Activity — Nothing should change. Output the data exactly.

---------- Exercise data ----------

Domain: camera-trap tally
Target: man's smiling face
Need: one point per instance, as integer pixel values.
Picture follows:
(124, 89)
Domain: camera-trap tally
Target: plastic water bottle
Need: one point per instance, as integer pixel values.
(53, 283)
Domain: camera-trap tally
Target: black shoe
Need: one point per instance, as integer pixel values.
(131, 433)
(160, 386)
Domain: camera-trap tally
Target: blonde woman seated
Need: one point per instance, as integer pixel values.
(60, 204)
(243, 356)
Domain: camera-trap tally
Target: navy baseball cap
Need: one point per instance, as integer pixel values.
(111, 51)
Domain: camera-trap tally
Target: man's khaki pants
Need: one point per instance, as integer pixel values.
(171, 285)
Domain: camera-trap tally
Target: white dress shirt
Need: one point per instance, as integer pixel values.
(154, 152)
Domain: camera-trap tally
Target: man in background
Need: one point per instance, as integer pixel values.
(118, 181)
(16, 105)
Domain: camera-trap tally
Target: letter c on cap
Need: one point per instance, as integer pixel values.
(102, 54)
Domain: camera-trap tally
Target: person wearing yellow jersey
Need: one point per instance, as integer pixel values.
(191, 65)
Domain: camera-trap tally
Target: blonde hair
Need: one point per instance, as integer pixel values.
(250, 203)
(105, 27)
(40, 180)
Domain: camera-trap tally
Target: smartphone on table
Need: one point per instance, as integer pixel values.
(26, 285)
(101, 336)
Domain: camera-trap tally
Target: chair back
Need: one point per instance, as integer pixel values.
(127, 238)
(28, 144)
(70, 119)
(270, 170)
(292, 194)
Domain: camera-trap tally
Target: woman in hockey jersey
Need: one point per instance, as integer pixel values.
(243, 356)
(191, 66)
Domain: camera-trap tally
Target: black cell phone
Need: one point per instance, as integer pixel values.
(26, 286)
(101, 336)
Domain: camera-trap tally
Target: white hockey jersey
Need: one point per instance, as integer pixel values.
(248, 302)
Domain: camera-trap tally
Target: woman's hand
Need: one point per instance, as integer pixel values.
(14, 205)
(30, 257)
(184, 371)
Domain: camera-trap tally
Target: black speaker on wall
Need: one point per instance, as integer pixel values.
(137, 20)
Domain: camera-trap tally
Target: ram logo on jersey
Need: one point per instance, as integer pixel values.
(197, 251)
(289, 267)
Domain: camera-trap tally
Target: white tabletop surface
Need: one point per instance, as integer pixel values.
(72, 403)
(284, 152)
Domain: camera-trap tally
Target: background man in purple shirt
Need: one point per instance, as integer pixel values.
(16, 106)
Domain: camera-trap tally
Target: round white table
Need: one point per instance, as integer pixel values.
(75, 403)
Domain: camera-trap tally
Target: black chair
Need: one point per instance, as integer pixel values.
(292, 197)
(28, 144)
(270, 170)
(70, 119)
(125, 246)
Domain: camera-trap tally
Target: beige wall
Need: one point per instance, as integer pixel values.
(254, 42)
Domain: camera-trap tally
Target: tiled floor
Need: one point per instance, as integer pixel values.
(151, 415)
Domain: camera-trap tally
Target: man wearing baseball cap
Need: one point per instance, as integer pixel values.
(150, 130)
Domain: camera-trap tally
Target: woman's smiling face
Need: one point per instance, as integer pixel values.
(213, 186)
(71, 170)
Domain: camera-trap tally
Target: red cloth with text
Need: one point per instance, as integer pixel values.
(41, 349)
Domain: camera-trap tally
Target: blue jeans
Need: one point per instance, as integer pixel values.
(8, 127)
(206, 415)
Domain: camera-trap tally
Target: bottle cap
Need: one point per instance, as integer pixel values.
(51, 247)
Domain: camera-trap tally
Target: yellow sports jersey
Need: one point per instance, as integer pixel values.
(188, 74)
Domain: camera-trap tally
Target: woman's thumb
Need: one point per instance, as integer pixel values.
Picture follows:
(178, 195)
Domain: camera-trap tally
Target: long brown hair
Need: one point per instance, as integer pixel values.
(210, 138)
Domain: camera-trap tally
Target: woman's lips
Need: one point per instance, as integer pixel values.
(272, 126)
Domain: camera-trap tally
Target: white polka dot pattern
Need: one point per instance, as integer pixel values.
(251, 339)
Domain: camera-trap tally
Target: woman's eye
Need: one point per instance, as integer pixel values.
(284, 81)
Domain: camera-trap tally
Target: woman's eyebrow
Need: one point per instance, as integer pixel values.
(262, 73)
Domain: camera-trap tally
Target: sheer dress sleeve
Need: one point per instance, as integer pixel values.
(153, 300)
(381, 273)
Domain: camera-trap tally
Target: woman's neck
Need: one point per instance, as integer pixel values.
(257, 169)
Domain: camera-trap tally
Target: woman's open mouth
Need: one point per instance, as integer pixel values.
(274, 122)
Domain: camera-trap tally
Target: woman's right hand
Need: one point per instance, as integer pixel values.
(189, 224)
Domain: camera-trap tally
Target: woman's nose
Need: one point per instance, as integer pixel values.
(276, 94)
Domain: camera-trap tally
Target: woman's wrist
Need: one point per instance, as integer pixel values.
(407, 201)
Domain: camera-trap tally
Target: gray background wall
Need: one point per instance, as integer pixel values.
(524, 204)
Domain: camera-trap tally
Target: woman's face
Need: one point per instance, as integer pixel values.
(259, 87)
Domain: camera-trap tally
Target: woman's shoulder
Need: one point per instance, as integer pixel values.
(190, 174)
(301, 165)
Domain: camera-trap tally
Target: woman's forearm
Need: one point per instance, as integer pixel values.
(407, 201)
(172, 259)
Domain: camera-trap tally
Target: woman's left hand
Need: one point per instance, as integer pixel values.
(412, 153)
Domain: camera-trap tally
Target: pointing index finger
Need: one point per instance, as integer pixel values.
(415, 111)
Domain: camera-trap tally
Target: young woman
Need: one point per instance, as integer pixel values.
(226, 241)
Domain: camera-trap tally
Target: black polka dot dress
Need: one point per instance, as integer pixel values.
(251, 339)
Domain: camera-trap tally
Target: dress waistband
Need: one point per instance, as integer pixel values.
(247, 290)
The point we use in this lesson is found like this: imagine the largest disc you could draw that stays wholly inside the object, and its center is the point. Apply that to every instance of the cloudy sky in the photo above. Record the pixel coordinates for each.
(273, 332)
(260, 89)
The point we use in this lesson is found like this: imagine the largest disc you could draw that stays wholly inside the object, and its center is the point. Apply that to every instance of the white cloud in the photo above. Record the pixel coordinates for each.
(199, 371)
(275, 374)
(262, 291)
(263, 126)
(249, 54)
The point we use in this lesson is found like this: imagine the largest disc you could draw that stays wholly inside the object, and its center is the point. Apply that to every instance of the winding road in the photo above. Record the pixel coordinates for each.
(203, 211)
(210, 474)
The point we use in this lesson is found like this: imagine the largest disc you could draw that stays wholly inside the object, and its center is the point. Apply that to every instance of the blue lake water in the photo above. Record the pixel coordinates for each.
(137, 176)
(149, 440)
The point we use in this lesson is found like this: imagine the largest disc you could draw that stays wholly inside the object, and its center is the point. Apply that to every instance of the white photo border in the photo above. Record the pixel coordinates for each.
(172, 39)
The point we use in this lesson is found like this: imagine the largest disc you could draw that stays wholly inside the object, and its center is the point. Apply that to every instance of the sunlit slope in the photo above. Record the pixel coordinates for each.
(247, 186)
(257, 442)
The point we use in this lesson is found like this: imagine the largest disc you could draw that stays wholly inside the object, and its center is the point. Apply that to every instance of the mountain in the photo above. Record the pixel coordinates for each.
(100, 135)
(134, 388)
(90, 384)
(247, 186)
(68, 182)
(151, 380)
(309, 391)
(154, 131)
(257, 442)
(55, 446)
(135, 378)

----------

Result for this task —
Domain: camera-trap tally
Target: man's smiling face
Need: one point per instance, as integer pixel values.
Picture follows:
(124, 89)
Domain: camera-trap tally
Target: plastic water bottle
Need: one point per instance, as integer pixel values.
(53, 283)
Domain: camera-trap tally
Target: black shoe
Need: one point per instance, as integer pixel values.
(131, 433)
(160, 386)
Domain: camera-trap tally
Target: blonde woman seated
Need: one point per instance, as integer pixel values.
(60, 204)
(243, 356)
Domain: camera-trap tally
Target: navy baseball cap
Need: one point per instance, as integer pixel values.
(111, 51)
Domain: camera-trap tally
Target: man's khaki pants
Need: one point per instance, as integer pixel values.
(171, 285)
Domain: camera-trap tally
Target: white dress shirt
Need: one point per instance, as integer pixel values.
(154, 152)
Domain: camera-trap tally
Target: man in background
Need: one point per instance, as integer pixel values.
(118, 181)
(16, 105)
Domain: camera-trap tally
Target: letter c on cap
Need: one point per instance, as integer pixel values.
(102, 54)
Domain: camera-trap tally
Target: person wearing yellow jersey
Need: one point per instance, as integer pixel values.
(191, 65)
Domain: camera-trap tally
Target: blonde hair
Need: one point per instance, as integer pixel values.
(250, 203)
(105, 27)
(40, 180)
Domain: camera-trap tally
Target: smartphone on table
Need: one point per instance, as integer pixel values.
(26, 285)
(101, 336)
Domain: camera-trap tally
Target: chair back
Need: one point per instance, as integer pixel values.
(127, 238)
(28, 144)
(70, 119)
(270, 170)
(292, 194)
Domain: camera-trap tally
Target: woman in hockey jersey
Need: one point per instance, as integer pixel values.
(243, 356)
(191, 66)
Domain: camera-trap tally
Target: black cell phone
Need: one point per instance, as integer pixel values.
(26, 286)
(101, 336)
Domain: camera-trap tally
Target: white hockey jersey
Need: one point per instance, as integer pixel values.
(248, 302)
Domain: camera-trap tally
Target: woman's hand
Need: one point per instance, as integer pixel values.
(14, 205)
(30, 257)
(184, 371)
Domain: camera-trap tally
Target: black speaker on wall
Need: one point per instance, as integer pixel values.
(137, 20)
Domain: camera-trap tally
Target: ram logo on jersey
Need: one point per instance, as integer pixel values.
(197, 251)
(289, 267)
Domain: camera-trap tally
Target: white tabletop surface
Need: one point per instance, as integer pixel values.
(72, 403)
(284, 152)
Domain: camera-trap tally
Target: background man in purple shirt
Need: one point per instance, as integer pixel values.
(16, 106)
Domain: camera-trap tally
Target: round white table
Need: one point per instance, as integer pixel values.
(75, 403)
Domain: camera-trap tally
Target: black chair
Need: one point per instance, as integer pixel values.
(292, 197)
(28, 144)
(270, 170)
(70, 119)
(125, 246)
Domain: camera-trap tally
Target: beige wall
Need: one point per instance, as integer pixel values.
(254, 42)
Domain: camera-trap tally
Target: tiled floor
Need: one point per instance, as integer pixel values.
(151, 415)
Domain: camera-trap tally
Target: man wearing baseball cap
Need: one point per instance, as integer pixel values.
(150, 130)
Domain: camera-trap tally
Target: woman's smiling face
Need: one point per instance, as integer pixel values.
(213, 186)
(71, 170)
Domain: camera-trap tally
Target: red cloth with text
Need: one point per instance, as integer pixel values.
(41, 349)
Domain: camera-trap tally
Target: blue jeans
Need: one point per instance, as integer pixel values.
(8, 127)
(206, 415)
Domain: camera-trap tally
Target: bottle cap
Need: one point per instance, as integer pixel values.
(51, 247)
Domain: camera-trap tally
Target: yellow sports jersey
Need: one point per instance, as integer pixel values.
(188, 74)
Domain: camera-trap tally
Target: woman's thumb
Need: one point per instance, as integer pixel values.
Picture follows:
(178, 195)
Domain: camera-trap tally
Target: long brown hair
Need: one point per instance, as integer pixel values.
(210, 138)
Domain: camera-trap tally
Target: woman's lips
Need: one point per instance, as integer pixel values.
(272, 126)
Domain: camera-trap tally
Target: white polka dot pattern
Need: one point per instance, as integer pixel values.
(251, 339)
Domain: camera-trap tally
Target: woman's eye
Need: one point per instance, as integer pixel values.
(284, 81)
Domain: camera-trap tally
Target: woman's eyebrow
Need: one point per instance, as integer pixel values.
(262, 73)
Domain: camera-trap tally
Target: sheer dress sleeve
Need: one point per instance, as integer pixel values.
(153, 300)
(381, 273)
Domain: camera-trap tally
Target: woman's neck
Need: one point per instance, as integer pixel values.
(257, 169)
Domain: camera-trap tally
Target: woman's open mouth
Need: one point per instance, as integer pixel values.
(274, 122)
Domain: camera-trap tally
Target: woman's right hand
Need: one point per instance, as integer pixel values.
(189, 224)
Domain: camera-trap tally
Target: woman's nose
Need: one point per instance, as integer pixel values.
(276, 94)
Domain: camera-trap tally
Target: woman's wrist
Need: one point per instance, as integer pixel values.
(407, 201)
Domain: camera-trap tally
Target: gray background wall
Need: one point per instance, as integer pixel values.
(524, 204)
Domain: camera-trap tally
Target: woman's face
Need: one point per instance, as integer pixel values.
(259, 87)
Domain: camera-trap tally
Target: woman's shoulder
Need: one point per instance, as integer pixel values.
(190, 174)
(301, 165)
Domain: camera-trap tally
Target: woman's forearm
Need: one point per instance, as integer pixel values.
(407, 201)
(172, 259)
Domain: camera-trap tally
Target: woman's left hand
Need: one point per instance, as integer pixel values.
(412, 153)
Domain: camera-trap tally
Target: pointing index finger
Need: one point per instance, as integer pixel values.
(415, 111)
Domain: camera-trap tally
Target: young woman
Need: one point per instance, as integer pixel values.
(226, 241)
Domain: camera-trap tally
Target: black polka dot dress
Need: one point per instance, as integer pixel values.
(251, 339)
Domain: camera-trap tally
Target: dress waistband
Need: one point per instance, as integer pixel values.
(247, 290)
The point we use in this lesson is found like this: imagine the largest disc you could draw that stays wholly inside the object, and its center is the point. Apply that to every instance of the cloudy sky in the photo above. Record the pixel coordinates for each.
(273, 332)
(260, 89)
The point we use in this lesson is found like this: imagine the largest disc you could draw that stays wholly inside the object, and its center is the point. Apply that to every instance of the white cloud in the photo above. Record the pixel coordinates for each.
(199, 371)
(275, 374)
(262, 291)
(263, 126)
(249, 54)
The point we use in this lesson is found like this: imagine the largest disc you could draw that stays wholly inside the object, and its center is the point. Apply that to every instance of the winding road in the photo above. Record the pixel coordinates for each.
(203, 211)
(210, 474)
The point we use in this lesson is found like this: imagine the largest disc you could draw that stays wholly inside the object, and its center is the point. Apply that to every instance of the blue lake water in the photo above. Record the pixel coordinates for each.
(137, 176)
(149, 440)
The point we use in this lesson is found like this: imagine the largest disc you could draw that stays wholly inside the object, and its center is the point. Apply that to every instance of the white photo border in the photo above. Record the pixel coordinates for each.
(172, 39)
The point we use in this lesson is found like this: imagine the largest disc you could draw that stays wholly inside the object, and its center is the point. Apply that to every instance of the sunlit slope in the photo above. Record the pixel coordinates for each.
(247, 186)
(257, 442)
The point we use in this lesson is found like this: imagine the largest disc you could draw that stays wholly inside the object, and its center is the point. Apply that to every instance of the mountain in the photo above. Record the pixel coordinates for each.
(100, 135)
(134, 388)
(90, 384)
(247, 186)
(68, 182)
(151, 380)
(309, 391)
(154, 131)
(257, 442)
(55, 446)
(135, 378)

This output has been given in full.